Content starts
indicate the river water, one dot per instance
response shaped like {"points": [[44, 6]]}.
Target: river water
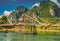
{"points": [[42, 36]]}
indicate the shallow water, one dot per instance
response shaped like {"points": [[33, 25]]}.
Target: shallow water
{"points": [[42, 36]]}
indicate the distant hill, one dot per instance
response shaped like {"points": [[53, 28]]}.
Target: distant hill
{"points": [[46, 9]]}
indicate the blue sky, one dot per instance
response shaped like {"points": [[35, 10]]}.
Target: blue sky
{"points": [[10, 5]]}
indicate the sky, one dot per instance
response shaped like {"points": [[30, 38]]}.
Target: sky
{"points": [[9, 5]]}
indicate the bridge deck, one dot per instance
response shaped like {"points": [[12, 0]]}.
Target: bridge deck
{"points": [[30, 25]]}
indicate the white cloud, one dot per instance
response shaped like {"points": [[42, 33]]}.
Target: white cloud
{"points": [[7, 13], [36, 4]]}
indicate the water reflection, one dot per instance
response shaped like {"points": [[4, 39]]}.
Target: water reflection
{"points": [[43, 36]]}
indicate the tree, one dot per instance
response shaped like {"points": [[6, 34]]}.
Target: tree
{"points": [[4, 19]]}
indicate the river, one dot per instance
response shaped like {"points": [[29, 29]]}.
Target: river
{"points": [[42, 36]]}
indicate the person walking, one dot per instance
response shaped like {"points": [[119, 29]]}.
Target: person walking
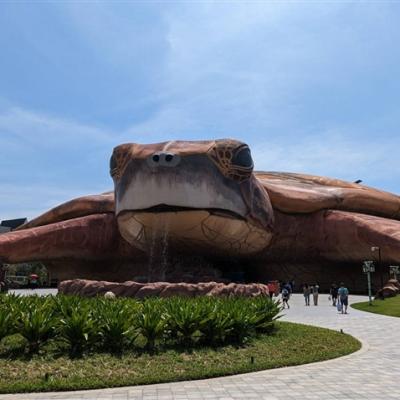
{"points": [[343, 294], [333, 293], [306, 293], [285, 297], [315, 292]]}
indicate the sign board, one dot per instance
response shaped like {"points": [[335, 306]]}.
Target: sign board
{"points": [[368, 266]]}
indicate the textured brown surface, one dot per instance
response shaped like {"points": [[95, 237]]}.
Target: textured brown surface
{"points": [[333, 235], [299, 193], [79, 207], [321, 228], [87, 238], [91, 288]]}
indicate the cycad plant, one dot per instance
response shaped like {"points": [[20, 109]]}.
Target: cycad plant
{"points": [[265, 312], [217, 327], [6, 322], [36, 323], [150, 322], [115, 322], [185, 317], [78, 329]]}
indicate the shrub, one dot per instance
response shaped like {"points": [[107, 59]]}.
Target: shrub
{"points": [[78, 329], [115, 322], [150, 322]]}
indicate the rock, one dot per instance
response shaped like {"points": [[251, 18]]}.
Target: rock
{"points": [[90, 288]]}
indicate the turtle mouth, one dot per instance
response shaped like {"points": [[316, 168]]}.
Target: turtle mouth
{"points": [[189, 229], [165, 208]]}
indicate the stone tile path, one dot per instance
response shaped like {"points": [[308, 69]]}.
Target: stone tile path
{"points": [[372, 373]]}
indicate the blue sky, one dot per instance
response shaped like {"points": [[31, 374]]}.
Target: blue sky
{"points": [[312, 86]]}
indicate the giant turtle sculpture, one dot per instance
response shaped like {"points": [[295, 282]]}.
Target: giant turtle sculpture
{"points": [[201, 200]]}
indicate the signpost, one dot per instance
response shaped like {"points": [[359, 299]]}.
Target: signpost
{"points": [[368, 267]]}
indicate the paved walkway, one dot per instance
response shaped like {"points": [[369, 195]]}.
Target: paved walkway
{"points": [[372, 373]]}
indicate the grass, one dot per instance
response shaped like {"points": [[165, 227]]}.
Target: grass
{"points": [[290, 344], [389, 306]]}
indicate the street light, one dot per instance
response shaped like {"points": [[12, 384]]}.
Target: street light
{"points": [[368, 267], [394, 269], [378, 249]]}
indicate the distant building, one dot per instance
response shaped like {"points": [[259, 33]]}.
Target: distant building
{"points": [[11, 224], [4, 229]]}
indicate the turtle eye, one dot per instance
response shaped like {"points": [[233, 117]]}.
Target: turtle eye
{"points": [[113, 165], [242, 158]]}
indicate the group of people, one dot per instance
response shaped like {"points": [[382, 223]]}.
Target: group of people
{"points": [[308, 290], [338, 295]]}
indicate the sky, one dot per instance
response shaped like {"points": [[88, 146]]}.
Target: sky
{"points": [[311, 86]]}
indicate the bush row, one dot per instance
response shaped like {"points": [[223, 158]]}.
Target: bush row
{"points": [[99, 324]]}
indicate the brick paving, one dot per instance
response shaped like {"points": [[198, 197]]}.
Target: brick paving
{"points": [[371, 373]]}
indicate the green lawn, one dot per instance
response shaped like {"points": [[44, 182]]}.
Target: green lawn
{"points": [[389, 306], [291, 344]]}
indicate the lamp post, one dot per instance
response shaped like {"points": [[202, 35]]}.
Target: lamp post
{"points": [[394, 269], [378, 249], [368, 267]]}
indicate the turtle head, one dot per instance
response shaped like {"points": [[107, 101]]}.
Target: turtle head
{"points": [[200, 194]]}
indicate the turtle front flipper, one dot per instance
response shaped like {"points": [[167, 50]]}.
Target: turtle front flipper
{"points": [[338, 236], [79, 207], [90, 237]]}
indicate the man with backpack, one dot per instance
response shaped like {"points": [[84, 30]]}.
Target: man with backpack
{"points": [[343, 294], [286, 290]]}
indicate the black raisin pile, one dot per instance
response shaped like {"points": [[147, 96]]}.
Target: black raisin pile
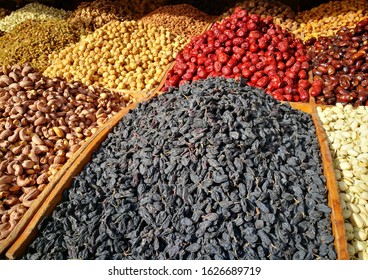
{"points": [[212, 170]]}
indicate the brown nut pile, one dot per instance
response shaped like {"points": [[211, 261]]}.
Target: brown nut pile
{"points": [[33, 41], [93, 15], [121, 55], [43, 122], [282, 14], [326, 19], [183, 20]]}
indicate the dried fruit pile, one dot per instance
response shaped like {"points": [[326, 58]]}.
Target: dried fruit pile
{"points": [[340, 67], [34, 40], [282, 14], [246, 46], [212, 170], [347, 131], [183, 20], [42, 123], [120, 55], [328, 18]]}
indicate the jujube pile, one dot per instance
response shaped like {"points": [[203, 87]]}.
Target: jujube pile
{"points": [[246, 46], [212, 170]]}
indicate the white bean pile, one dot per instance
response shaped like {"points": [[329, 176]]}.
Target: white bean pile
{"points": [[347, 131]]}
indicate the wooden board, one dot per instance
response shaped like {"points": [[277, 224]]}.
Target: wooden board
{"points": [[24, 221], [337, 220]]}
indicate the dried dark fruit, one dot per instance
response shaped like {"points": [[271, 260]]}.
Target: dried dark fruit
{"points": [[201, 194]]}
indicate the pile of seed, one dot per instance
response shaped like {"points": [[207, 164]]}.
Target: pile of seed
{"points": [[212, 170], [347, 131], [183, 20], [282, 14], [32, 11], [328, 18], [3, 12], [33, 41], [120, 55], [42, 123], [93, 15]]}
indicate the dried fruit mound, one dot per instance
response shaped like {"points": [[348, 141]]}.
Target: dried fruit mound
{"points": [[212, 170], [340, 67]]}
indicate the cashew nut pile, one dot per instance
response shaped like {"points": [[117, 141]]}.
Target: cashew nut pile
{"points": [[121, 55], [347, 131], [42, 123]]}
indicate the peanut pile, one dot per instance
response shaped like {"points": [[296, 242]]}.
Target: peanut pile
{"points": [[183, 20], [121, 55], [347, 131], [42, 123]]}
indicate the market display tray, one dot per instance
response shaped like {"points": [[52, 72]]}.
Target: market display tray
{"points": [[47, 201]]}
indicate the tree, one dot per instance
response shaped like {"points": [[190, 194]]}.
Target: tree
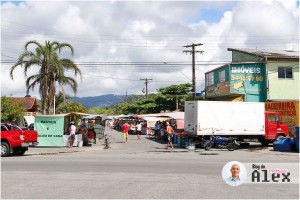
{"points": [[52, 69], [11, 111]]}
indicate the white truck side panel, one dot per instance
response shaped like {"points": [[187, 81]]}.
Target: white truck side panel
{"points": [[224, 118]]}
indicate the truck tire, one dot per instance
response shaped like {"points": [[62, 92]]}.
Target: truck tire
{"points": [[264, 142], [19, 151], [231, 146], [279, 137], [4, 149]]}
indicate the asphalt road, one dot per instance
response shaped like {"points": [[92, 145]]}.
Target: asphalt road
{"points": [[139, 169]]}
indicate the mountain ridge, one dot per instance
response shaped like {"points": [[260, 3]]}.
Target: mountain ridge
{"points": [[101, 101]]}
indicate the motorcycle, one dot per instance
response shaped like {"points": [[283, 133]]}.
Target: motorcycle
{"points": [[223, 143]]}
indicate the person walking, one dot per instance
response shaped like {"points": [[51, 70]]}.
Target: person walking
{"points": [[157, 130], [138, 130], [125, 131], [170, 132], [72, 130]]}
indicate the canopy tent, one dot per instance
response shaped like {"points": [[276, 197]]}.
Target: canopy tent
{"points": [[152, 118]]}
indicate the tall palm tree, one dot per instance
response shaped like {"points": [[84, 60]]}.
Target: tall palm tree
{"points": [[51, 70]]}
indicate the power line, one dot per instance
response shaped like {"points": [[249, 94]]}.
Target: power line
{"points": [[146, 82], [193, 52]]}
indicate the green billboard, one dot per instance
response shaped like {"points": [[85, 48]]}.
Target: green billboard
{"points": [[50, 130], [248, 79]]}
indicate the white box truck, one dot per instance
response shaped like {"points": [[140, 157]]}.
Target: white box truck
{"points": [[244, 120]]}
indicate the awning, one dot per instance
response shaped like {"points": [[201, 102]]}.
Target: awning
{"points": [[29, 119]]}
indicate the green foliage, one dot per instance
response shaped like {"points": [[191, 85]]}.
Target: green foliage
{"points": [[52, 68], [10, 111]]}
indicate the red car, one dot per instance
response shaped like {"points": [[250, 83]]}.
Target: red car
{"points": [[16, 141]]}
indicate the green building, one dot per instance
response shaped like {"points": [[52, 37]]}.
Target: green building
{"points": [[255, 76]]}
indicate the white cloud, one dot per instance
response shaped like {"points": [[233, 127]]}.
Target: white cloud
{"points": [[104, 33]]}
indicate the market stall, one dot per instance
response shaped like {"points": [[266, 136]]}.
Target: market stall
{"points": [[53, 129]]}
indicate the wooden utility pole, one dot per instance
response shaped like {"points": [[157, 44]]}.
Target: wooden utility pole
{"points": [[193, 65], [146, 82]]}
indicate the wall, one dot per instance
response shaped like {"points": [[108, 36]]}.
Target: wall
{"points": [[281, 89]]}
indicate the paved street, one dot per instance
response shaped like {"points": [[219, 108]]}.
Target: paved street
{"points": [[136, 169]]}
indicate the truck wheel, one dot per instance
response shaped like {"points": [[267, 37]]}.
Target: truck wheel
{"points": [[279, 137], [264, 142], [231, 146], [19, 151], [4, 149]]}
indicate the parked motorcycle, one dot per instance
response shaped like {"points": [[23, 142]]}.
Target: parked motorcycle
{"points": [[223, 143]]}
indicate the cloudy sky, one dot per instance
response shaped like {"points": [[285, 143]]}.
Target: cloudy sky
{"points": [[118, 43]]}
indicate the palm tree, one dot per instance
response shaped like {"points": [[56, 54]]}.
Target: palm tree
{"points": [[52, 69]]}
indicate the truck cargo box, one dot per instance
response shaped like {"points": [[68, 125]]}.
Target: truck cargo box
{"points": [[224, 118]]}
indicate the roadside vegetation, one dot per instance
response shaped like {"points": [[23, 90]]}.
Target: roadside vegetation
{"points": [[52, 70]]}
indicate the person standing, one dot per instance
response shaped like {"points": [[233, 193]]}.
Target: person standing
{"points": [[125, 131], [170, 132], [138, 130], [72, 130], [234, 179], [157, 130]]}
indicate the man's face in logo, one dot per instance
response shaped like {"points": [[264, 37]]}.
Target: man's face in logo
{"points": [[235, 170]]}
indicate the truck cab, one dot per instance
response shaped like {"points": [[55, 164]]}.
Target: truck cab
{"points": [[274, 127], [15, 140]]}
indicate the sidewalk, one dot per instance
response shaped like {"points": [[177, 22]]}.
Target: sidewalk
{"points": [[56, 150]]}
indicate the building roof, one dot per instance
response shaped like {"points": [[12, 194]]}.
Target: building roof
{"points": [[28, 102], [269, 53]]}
Content ends
Reproduce only the lines above, starting at the line with "Target: truck cab" and ending at the line with "indicate the building", exactly as written.

Answer ▸
Target: truck cab
{"points": [[274, 127], [15, 140]]}
indicate the sidewalk, one dot per instance
response shaped like {"points": [[177, 22]]}.
Target: sidewalk
{"points": [[56, 150]]}
indicate the building roof, one dot per instance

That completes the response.